** START Record excerpts **

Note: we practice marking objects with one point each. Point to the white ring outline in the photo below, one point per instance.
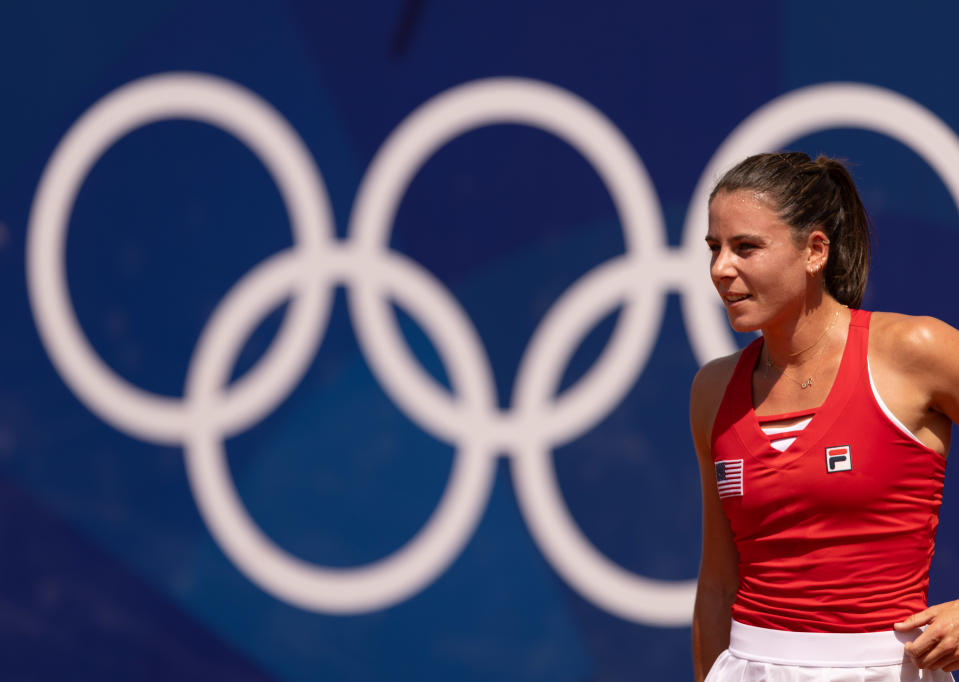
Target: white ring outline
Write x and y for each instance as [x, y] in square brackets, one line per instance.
[276, 145]
[433, 548]
[787, 117]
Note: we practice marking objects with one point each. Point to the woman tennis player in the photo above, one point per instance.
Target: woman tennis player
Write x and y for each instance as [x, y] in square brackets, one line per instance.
[821, 446]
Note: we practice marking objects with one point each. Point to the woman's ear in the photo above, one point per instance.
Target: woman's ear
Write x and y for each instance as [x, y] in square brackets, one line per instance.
[817, 245]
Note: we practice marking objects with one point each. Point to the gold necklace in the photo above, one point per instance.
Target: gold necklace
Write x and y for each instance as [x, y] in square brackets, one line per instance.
[808, 382]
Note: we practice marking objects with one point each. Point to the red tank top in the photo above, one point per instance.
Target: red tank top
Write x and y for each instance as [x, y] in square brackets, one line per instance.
[836, 533]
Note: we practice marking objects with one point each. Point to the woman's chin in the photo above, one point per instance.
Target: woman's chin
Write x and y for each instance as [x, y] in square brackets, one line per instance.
[742, 323]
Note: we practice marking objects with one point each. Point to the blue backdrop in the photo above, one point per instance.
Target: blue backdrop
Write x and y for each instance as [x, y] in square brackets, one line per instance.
[109, 567]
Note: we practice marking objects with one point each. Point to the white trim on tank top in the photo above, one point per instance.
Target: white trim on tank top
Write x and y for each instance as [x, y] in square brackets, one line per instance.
[887, 411]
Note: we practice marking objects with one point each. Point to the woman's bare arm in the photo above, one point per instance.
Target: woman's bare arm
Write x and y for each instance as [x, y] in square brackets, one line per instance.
[718, 571]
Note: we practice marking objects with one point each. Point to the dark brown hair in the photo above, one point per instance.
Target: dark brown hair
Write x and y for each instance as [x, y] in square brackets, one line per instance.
[810, 195]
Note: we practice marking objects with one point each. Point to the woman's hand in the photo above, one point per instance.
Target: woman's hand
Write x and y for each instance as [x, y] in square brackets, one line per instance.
[937, 648]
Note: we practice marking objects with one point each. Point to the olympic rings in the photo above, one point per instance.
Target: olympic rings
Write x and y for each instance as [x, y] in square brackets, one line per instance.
[537, 421]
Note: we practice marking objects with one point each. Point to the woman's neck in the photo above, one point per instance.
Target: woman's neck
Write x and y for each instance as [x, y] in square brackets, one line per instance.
[801, 338]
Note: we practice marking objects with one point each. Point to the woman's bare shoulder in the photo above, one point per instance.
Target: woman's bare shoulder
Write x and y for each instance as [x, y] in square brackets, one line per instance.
[707, 391]
[911, 338]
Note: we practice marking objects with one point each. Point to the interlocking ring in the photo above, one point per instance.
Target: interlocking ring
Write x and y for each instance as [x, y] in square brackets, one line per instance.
[537, 421]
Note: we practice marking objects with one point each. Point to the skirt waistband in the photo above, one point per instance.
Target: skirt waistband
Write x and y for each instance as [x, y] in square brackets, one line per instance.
[819, 649]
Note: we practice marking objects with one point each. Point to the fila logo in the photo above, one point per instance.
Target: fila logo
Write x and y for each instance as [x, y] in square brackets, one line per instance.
[838, 459]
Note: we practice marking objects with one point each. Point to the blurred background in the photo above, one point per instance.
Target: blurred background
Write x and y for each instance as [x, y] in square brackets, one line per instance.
[111, 567]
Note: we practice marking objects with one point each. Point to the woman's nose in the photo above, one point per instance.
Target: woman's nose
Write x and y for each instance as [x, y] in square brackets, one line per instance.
[721, 265]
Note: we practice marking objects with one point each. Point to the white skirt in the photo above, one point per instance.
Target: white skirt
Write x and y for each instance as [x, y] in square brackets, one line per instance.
[763, 655]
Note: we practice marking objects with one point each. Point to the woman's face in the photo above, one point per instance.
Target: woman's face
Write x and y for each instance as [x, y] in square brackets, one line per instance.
[756, 267]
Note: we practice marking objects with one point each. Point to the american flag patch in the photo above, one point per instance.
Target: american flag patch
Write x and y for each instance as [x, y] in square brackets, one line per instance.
[729, 478]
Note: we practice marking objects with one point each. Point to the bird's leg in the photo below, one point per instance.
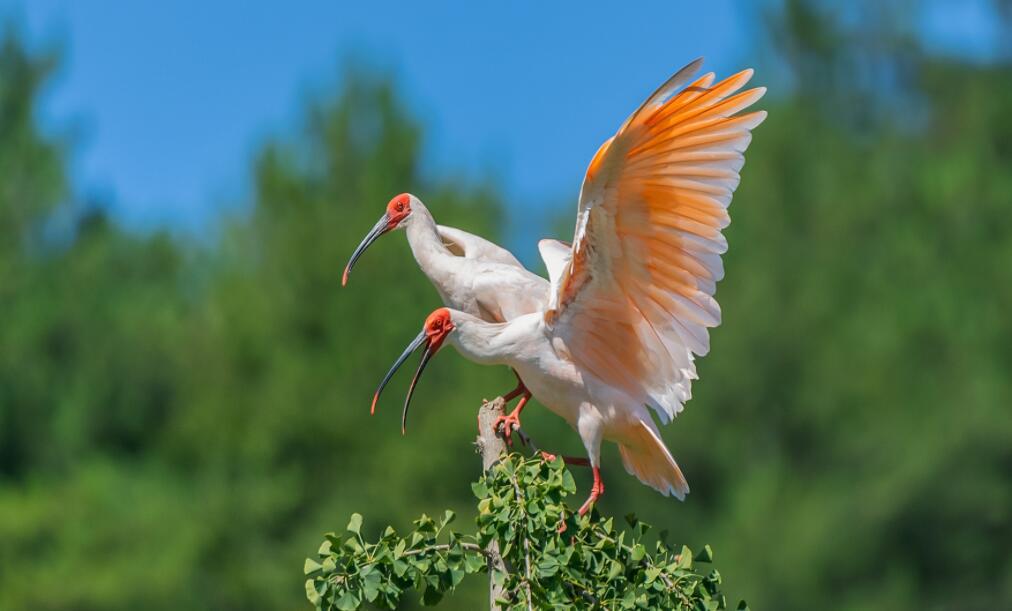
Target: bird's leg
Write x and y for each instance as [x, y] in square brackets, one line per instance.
[518, 390]
[595, 492]
[572, 460]
[512, 422]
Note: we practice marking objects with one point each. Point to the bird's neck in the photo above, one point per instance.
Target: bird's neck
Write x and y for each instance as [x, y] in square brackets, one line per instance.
[426, 245]
[493, 343]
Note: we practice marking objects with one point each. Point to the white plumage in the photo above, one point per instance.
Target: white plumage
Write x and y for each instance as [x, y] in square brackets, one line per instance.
[630, 301]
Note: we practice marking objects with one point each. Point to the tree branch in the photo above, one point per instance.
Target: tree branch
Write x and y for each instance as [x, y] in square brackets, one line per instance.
[491, 447]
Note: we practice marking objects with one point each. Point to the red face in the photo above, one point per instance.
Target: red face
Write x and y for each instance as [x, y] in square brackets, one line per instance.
[398, 209]
[437, 327]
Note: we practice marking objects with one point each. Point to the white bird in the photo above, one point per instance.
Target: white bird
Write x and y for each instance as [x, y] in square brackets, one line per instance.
[470, 273]
[631, 299]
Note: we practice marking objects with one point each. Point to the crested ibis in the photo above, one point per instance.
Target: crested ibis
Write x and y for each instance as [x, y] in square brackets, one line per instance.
[633, 297]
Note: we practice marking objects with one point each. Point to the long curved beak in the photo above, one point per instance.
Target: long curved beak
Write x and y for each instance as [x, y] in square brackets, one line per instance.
[412, 347]
[430, 349]
[432, 345]
[381, 228]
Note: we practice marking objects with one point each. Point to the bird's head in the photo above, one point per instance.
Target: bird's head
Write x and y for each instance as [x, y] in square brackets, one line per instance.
[437, 328]
[397, 215]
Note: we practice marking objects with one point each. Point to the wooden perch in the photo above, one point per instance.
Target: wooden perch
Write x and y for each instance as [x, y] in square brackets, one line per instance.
[491, 447]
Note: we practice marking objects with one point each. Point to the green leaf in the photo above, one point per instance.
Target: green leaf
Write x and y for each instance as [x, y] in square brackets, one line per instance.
[347, 602]
[311, 566]
[311, 592]
[639, 551]
[614, 570]
[324, 547]
[481, 491]
[355, 524]
[705, 554]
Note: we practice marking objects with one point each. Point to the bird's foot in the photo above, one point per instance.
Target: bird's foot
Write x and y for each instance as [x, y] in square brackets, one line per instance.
[595, 493]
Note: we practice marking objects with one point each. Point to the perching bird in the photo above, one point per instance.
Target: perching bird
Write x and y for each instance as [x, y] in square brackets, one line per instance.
[631, 299]
[469, 272]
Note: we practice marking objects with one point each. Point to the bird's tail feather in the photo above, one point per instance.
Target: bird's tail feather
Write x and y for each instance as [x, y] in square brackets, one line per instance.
[649, 459]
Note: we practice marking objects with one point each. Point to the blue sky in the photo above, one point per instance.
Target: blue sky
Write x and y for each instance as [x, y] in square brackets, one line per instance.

** END Record excerpts **

» The request: Starting from the line containing "the bird's tail", repeat each line through the end of the entries, exactly.

» The reply:
Note: we practice marking objects with one point each. Point to the bird's tail feather in the photo above, one point per instance.
Target: bird's tail feather
Write x and y for each instance as [x, y] in square brackets, one line per instance.
[649, 459]
Note: we practice marking objects with one point each. Point to the blue sky in the photo above, one point per instance.
Target: blue sky
Write x and y for each instance as [x, y] in square brackets, one line per instance.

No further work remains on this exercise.